**Problem to work on**
The expected output is an exact copy of each line from the line with "Note: spot the blurred" through the end of the data below, with no pictures in it.

**Supplied records**

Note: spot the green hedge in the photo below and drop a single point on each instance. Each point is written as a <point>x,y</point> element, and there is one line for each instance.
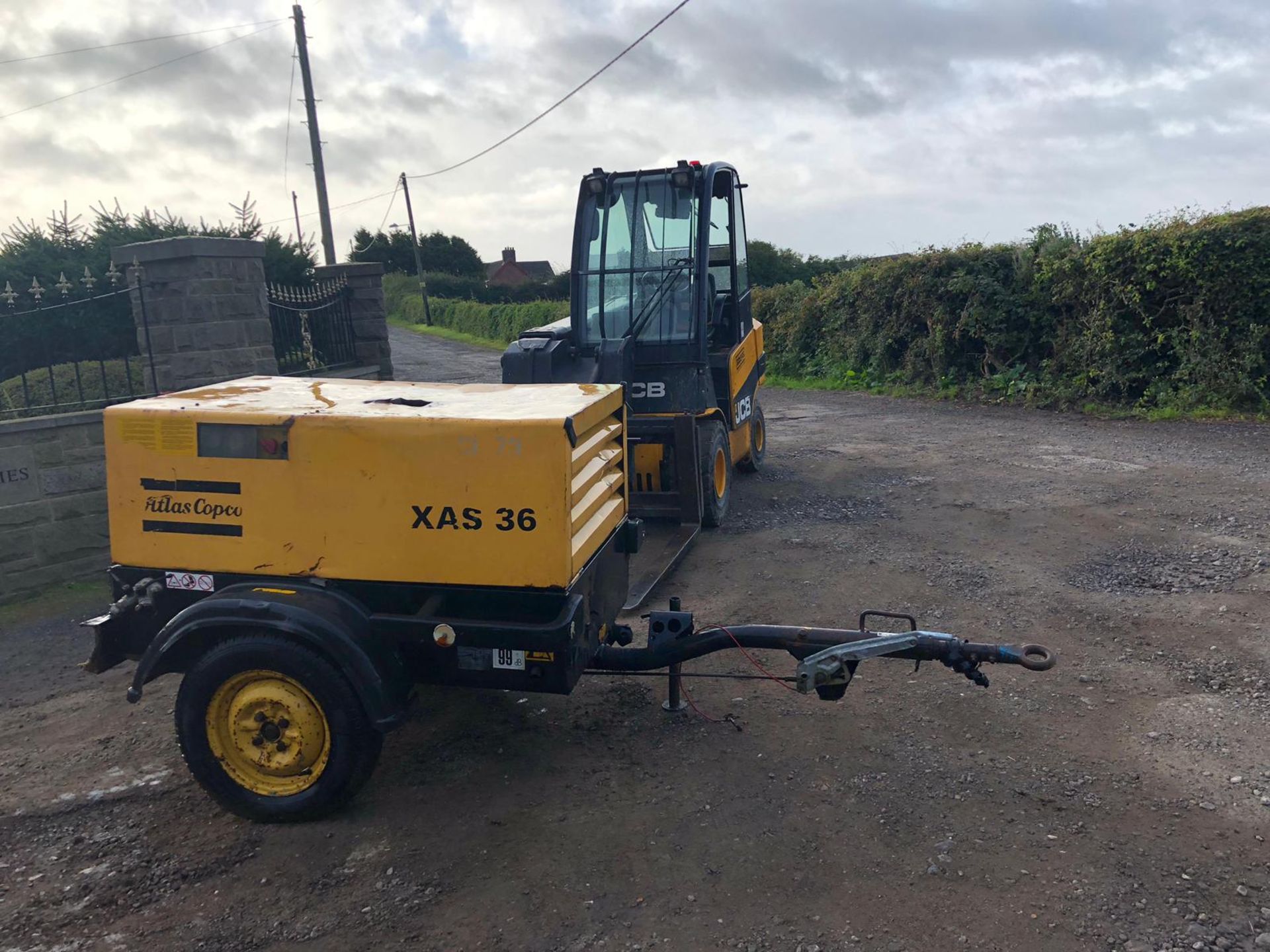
<point>476,290</point>
<point>502,323</point>
<point>1171,315</point>
<point>38,397</point>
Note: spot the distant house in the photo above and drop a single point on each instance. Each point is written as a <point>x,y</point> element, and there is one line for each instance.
<point>512,272</point>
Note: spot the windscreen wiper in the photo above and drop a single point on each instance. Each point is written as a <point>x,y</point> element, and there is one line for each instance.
<point>648,310</point>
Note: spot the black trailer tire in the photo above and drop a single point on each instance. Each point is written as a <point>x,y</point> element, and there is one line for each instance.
<point>753,461</point>
<point>273,731</point>
<point>715,474</point>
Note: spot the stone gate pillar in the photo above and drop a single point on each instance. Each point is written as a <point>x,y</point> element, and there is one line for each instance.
<point>205,309</point>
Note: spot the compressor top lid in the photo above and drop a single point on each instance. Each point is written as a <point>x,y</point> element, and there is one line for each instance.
<point>305,397</point>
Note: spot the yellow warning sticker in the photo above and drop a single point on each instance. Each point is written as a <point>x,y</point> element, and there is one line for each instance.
<point>175,434</point>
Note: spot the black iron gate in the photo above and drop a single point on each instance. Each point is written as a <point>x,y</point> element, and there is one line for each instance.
<point>313,327</point>
<point>74,346</point>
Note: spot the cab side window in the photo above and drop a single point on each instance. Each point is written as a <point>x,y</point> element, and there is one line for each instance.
<point>742,255</point>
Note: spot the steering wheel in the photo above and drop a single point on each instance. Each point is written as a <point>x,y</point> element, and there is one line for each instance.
<point>650,282</point>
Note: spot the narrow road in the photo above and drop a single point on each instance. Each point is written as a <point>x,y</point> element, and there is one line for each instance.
<point>1119,803</point>
<point>422,357</point>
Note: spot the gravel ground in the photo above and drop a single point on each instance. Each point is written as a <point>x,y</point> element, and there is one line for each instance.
<point>1118,803</point>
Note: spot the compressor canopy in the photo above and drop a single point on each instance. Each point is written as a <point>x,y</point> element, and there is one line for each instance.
<point>488,485</point>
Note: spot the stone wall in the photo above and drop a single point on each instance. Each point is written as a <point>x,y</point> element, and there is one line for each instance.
<point>52,502</point>
<point>370,317</point>
<point>205,315</point>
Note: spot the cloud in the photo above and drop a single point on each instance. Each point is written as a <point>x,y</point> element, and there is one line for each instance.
<point>861,126</point>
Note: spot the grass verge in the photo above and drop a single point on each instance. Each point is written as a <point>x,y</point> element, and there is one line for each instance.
<point>1105,412</point>
<point>67,598</point>
<point>447,334</point>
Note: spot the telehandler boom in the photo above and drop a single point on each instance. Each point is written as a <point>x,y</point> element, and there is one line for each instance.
<point>306,551</point>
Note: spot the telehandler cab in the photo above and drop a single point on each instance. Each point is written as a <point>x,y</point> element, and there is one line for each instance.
<point>659,302</point>
<point>305,551</point>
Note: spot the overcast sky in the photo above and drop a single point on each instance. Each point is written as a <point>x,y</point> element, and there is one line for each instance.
<point>863,126</point>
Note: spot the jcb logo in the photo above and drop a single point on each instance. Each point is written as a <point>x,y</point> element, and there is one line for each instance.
<point>652,390</point>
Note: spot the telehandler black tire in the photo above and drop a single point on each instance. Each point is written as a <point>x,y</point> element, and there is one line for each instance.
<point>715,474</point>
<point>753,461</point>
<point>273,731</point>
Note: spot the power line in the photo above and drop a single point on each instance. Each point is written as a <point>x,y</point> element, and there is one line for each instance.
<point>508,138</point>
<point>559,102</point>
<point>380,230</point>
<point>286,147</point>
<point>143,40</point>
<point>138,73</point>
<point>334,207</point>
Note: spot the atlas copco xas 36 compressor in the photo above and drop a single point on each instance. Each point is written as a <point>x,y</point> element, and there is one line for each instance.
<point>305,551</point>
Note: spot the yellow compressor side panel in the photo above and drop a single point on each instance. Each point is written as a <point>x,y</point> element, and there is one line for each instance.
<point>462,485</point>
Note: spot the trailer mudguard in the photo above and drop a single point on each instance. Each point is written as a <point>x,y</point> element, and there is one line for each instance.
<point>329,622</point>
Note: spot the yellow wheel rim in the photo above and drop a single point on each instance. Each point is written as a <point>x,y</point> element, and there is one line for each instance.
<point>269,733</point>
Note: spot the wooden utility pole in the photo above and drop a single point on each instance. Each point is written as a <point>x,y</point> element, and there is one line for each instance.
<point>414,244</point>
<point>295,206</point>
<point>328,241</point>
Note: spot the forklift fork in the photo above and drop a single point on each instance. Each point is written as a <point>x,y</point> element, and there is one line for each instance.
<point>672,518</point>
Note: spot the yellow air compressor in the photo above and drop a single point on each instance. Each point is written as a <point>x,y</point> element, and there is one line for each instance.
<point>306,551</point>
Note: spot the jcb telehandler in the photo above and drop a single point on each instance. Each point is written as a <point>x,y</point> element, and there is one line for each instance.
<point>659,302</point>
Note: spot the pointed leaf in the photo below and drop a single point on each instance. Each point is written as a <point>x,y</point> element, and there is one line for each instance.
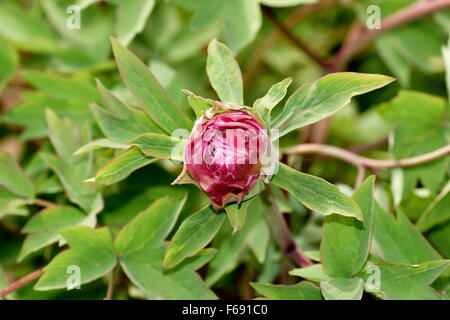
<point>193,235</point>
<point>224,73</point>
<point>316,193</point>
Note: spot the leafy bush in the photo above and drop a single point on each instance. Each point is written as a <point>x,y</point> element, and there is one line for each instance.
<point>101,101</point>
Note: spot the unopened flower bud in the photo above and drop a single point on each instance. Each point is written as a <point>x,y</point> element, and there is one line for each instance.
<point>223,156</point>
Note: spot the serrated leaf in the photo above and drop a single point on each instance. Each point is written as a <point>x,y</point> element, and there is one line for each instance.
<point>91,250</point>
<point>43,228</point>
<point>342,289</point>
<point>131,18</point>
<point>276,93</point>
<point>148,91</point>
<point>151,226</point>
<point>399,241</point>
<point>410,282</point>
<point>122,165</point>
<point>300,291</point>
<point>194,234</point>
<point>315,193</point>
<point>344,232</point>
<point>224,73</point>
<point>99,144</point>
<point>13,178</point>
<point>160,146</point>
<point>320,99</point>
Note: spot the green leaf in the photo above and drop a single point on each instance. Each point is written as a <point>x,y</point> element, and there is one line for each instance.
<point>193,235</point>
<point>122,165</point>
<point>254,237</point>
<point>276,93</point>
<point>148,91</point>
<point>151,226</point>
<point>353,235</point>
<point>314,272</point>
<point>198,104</point>
<point>237,213</point>
<point>285,3</point>
<point>11,205</point>
<point>399,241</point>
<point>144,269</point>
<point>343,289</point>
<point>300,291</point>
<point>410,282</point>
<point>8,62</point>
<point>160,146</point>
<point>419,121</point>
<point>99,144</point>
<point>91,250</point>
<point>239,20</point>
<point>315,193</point>
<point>131,18</point>
<point>437,212</point>
<point>224,73</point>
<point>121,122</point>
<point>13,178</point>
<point>43,228</point>
<point>320,99</point>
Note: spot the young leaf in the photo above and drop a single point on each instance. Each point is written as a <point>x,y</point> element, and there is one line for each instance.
<point>300,291</point>
<point>43,228</point>
<point>159,146</point>
<point>122,165</point>
<point>151,226</point>
<point>410,282</point>
<point>149,92</point>
<point>353,235</point>
<point>316,193</point>
<point>193,235</point>
<point>91,250</point>
<point>342,289</point>
<point>237,213</point>
<point>276,93</point>
<point>131,18</point>
<point>438,211</point>
<point>320,99</point>
<point>13,178</point>
<point>314,273</point>
<point>255,235</point>
<point>224,73</point>
<point>144,269</point>
<point>399,241</point>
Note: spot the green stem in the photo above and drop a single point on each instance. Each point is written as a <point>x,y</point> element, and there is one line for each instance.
<point>281,231</point>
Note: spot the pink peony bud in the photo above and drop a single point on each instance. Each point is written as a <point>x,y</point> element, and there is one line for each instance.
<point>223,156</point>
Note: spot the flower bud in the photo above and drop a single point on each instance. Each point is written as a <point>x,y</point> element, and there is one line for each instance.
<point>223,156</point>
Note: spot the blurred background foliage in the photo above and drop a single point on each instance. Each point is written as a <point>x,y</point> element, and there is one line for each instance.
<point>46,66</point>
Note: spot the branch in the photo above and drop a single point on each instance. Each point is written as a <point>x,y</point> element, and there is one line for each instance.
<point>21,282</point>
<point>358,36</point>
<point>281,231</point>
<point>359,161</point>
<point>284,29</point>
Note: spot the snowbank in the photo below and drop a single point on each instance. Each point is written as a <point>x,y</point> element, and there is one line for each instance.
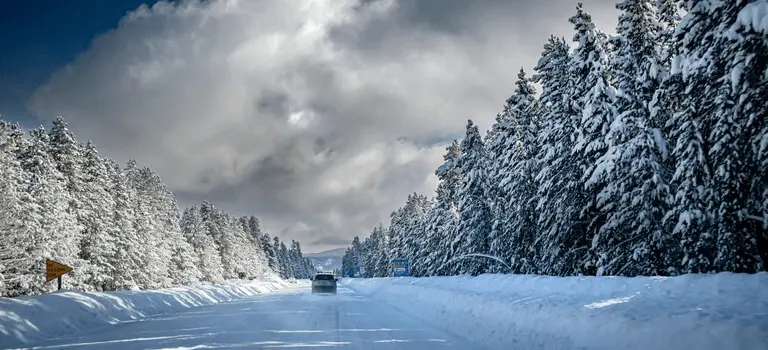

**Answer area**
Note: spot the blurred background foliage in the photo above and drop a single point on each instance. Each point is written as a <point>x,y</point> element, and there is one line for each instance.
<point>46,66</point>
Note: spot the branch in the photo above and drop a single point on each instance. Each point is written as a <point>x,y</point> element, and there is one line for each instance.
<point>21,282</point>
<point>358,36</point>
<point>281,231</point>
<point>359,161</point>
<point>284,29</point>
Note: spot the snowbank in the photo below and drop a single point on each instance. Each point is written as a <point>x,y</point> element, and there is one line for each instance.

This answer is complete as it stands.